TASKS AND EXERCISES:
1) Rewrite the blog post about the false report of Malcolm Glazer's death from "What matters is" up to and including "if altogether unsurprising.", swapping "Uncle Malc" for "Mr Glazer".
2) In the blog post about the false report of Malcolm Glazer's death, what had Manchester United fans promised to eat when he died?
3) Carry on the blog post about the false report of Malcolm Glazer's death from where it stops.

PASSAGE FOR REVIEW:
Saturday, 26 May 2012

Jelly and ice cream

It matters not who set the ginger-bearded ball rolling down the evidently-steep slope that is Twitter. It matters not that many mourned the "death of journalism" as thousands of giddy internet heroes confidently boasted fiction as hard fact in order to appear 'in the know'. It matters not that it all turned out to be a bowlful of unfounded cyberbollocks with a side of bullshit bruschetta. Those things don't matter because they're all part of the Twitter package; we all signed up to share it with attention seekers.

What matters is that we got a glimpse into a world without Malcolm Irving Glazer.

For a few moments, Manchester United fans tweeted just as giddily as the Fisher Price journalists from whom they had heard the falsified reports of Uncle Malc's death. And an overwhelming majority were reaching for the jelly and ice cream they promised to eat when the Florida-based goblin kicked the bucket. Before the Champagne was put back on ice, the reaction was revealing if altogether unsurprising.

Reds yearned for confirmation of the death of the man that bought Manchester United with hundreds and millions of someone else's dollars with the business plan of paying it back - over the course of the next few millenniums - by lifting fans up by their ankles and shaking them until their dinner money fell from their pockets. Frantic with a hatred usually reserved for dictators and paedophiles, we heard soundbites like "If confirmed we should get to the forecourt and have a knees-up", "No one's thinking this will topple the ownership. It's just good to know the greedy evil bastard is no longer with us (if true)", "Best news of the year if true" and "Please let this be true. Please please please...".

GIVEN DATA:
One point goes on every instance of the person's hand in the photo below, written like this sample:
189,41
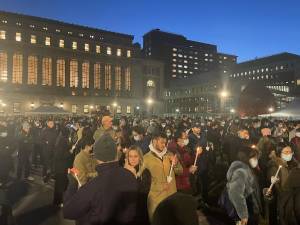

ANSWERS TO THIS EXERCISE:
1)
What matters is that we got a glimpse into a world without Malcolm Irving Glazer.

For a few moments, Manchester United fans tweeted just as giddily as the Fisher Price journalists from whom they had heard the falsified reports of Mr Glazer's death. And an overwhelming majority were reaching for the jelly and ice cream they promised to eat when the Florida-based goblin kicked the bucket. Before the Champagne was put back on ice, the reaction was revealing if altogether unsurprising.

2) Jelly and ice cream.

3)
Fans recognise that Malcolm Glazer's death would do nothing to exterminate the cancer that his family are to Manchester United Football Club. The club's on-field success over the last seven years has done nothing to quell the vitriol that the majority of fans feel towards the leprechaun-looking toe rag, and his death would go some way to cheering them up. Yesterday confirmed that the hatred really is *that* undiluted.

The rumours were so potent, and spread so quickly, that Manchester United themselves felt the need to issue a statement to put the rumours to bed. This begged the question, "how will the club deal with his death when he actually does die?"

I for one hope they don't expect us to observe a minute's silence.

Now I'm not one for disrespecting the dead, and when it's all said and done an old man with a family will have died, but the club would have to have some cheek to ask Old Trafford to mark the occasion with a minute of dignity that is a minute longer than that which we have seen from Malcolm Glazer.

On a personal level, it would be an irrelevant gesture.

On a footballing level it would be absolutely gouge-your-own-eyes-out ridiculous. The man has as much of a connection to our football and history as Jade Goody did, and we didn't have a minute's silence for her.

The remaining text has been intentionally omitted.